[WHAT TO PRODUCE] Every record must appear in your copy exactly as written, with no pictures.

[RECORDS FOR THIS EXERCISE]
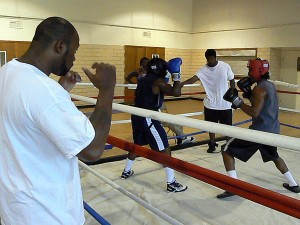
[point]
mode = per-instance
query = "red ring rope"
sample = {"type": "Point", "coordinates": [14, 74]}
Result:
{"type": "Point", "coordinates": [289, 92]}
{"type": "Point", "coordinates": [252, 192]}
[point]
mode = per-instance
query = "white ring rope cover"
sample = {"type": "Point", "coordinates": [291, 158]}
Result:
{"type": "Point", "coordinates": [276, 140]}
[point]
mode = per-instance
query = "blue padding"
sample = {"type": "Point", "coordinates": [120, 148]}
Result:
{"type": "Point", "coordinates": [288, 125]}
{"type": "Point", "coordinates": [107, 147]}
{"type": "Point", "coordinates": [94, 214]}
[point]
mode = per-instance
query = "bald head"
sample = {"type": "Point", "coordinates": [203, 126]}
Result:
{"type": "Point", "coordinates": [53, 29]}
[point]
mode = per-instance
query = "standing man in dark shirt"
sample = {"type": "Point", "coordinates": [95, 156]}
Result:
{"type": "Point", "coordinates": [264, 113]}
{"type": "Point", "coordinates": [149, 95]}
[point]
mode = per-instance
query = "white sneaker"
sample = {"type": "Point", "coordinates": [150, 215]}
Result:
{"type": "Point", "coordinates": [175, 187]}
{"type": "Point", "coordinates": [188, 140]}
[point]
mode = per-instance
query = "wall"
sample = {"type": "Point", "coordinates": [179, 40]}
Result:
{"type": "Point", "coordinates": [106, 22]}
{"type": "Point", "coordinates": [289, 74]}
{"type": "Point", "coordinates": [186, 28]}
{"type": "Point", "coordinates": [244, 24]}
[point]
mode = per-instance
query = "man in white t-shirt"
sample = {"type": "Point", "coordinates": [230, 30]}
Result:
{"type": "Point", "coordinates": [214, 77]}
{"type": "Point", "coordinates": [43, 133]}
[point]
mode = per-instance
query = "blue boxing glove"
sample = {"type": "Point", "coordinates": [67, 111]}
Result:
{"type": "Point", "coordinates": [174, 67]}
{"type": "Point", "coordinates": [167, 77]}
{"type": "Point", "coordinates": [232, 96]}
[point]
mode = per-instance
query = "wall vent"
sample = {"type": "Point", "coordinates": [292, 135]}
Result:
{"type": "Point", "coordinates": [16, 24]}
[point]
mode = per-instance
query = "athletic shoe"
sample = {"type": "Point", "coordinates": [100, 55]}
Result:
{"type": "Point", "coordinates": [188, 140]}
{"type": "Point", "coordinates": [295, 189]}
{"type": "Point", "coordinates": [127, 174]}
{"type": "Point", "coordinates": [175, 187]}
{"type": "Point", "coordinates": [225, 194]}
{"type": "Point", "coordinates": [211, 147]}
{"type": "Point", "coordinates": [179, 141]}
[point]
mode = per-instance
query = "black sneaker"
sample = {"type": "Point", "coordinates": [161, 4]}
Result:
{"type": "Point", "coordinates": [188, 140]}
{"type": "Point", "coordinates": [211, 147]}
{"type": "Point", "coordinates": [127, 174]}
{"type": "Point", "coordinates": [295, 189]}
{"type": "Point", "coordinates": [225, 194]}
{"type": "Point", "coordinates": [175, 187]}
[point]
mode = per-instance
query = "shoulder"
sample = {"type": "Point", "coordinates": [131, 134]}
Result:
{"type": "Point", "coordinates": [224, 64]}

[SOLUTION]
[point]
mode = per-instance
query = "red ring rope"
sample = {"type": "Point", "coordinates": [14, 74]}
Result:
{"type": "Point", "coordinates": [289, 92]}
{"type": "Point", "coordinates": [252, 192]}
[point]
mode = per-instance
query = "white ring rope cover"
sample = {"type": "Point", "coordinates": [291, 158]}
Result:
{"type": "Point", "coordinates": [276, 140]}
[point]
mode = per-instance
query = "blue padding"
sample = {"type": "Point", "coordinates": [120, 148]}
Result:
{"type": "Point", "coordinates": [288, 125]}
{"type": "Point", "coordinates": [107, 147]}
{"type": "Point", "coordinates": [94, 214]}
[point]
mode = per-instance
query = "bald head"
sample = {"type": "Point", "coordinates": [203, 126]}
Result:
{"type": "Point", "coordinates": [53, 29]}
[point]
mode = per-instance
query = "standing man in dark shirt"
sample = {"type": "Point", "coordinates": [95, 156]}
Result:
{"type": "Point", "coordinates": [264, 113]}
{"type": "Point", "coordinates": [149, 95]}
[point]
mode = per-instance
query = "white sneaker"
sample = {"type": "Point", "coordinates": [150, 215]}
Result:
{"type": "Point", "coordinates": [175, 187]}
{"type": "Point", "coordinates": [188, 140]}
[point]
mode = per-instance
query = "wall"
sample = {"type": "Point", "coordinates": [179, 40]}
Result:
{"type": "Point", "coordinates": [106, 22]}
{"type": "Point", "coordinates": [289, 74]}
{"type": "Point", "coordinates": [186, 28]}
{"type": "Point", "coordinates": [244, 24]}
[point]
mode = per-instance
query = "man in white t-shirt"
sample = {"type": "Point", "coordinates": [230, 30]}
Result:
{"type": "Point", "coordinates": [214, 77]}
{"type": "Point", "coordinates": [43, 133]}
[point]
mode = per-instance
query = "blue boxing glove"
sample = {"type": "Point", "coordinates": [67, 111]}
Result:
{"type": "Point", "coordinates": [174, 67]}
{"type": "Point", "coordinates": [167, 77]}
{"type": "Point", "coordinates": [232, 96]}
[point]
mode = per-instance
query = "wall vent"
sample = {"type": "Point", "coordinates": [292, 135]}
Result:
{"type": "Point", "coordinates": [16, 24]}
[point]
mode = per-instance
query = "athletic shoe"
sample = {"type": "Point", "coordinates": [100, 55]}
Result:
{"type": "Point", "coordinates": [188, 140]}
{"type": "Point", "coordinates": [295, 189]}
{"type": "Point", "coordinates": [127, 174]}
{"type": "Point", "coordinates": [175, 187]}
{"type": "Point", "coordinates": [225, 194]}
{"type": "Point", "coordinates": [211, 147]}
{"type": "Point", "coordinates": [179, 141]}
[point]
mode = per-instance
query = "black sneaker"
sample = {"type": "Point", "coordinates": [161, 4]}
Result:
{"type": "Point", "coordinates": [188, 140]}
{"type": "Point", "coordinates": [211, 147]}
{"type": "Point", "coordinates": [127, 174]}
{"type": "Point", "coordinates": [295, 189]}
{"type": "Point", "coordinates": [225, 194]}
{"type": "Point", "coordinates": [175, 187]}
[point]
mode = per-instance
query = "shoulder"
sample = {"type": "Point", "coordinates": [131, 134]}
Result:
{"type": "Point", "coordinates": [224, 64]}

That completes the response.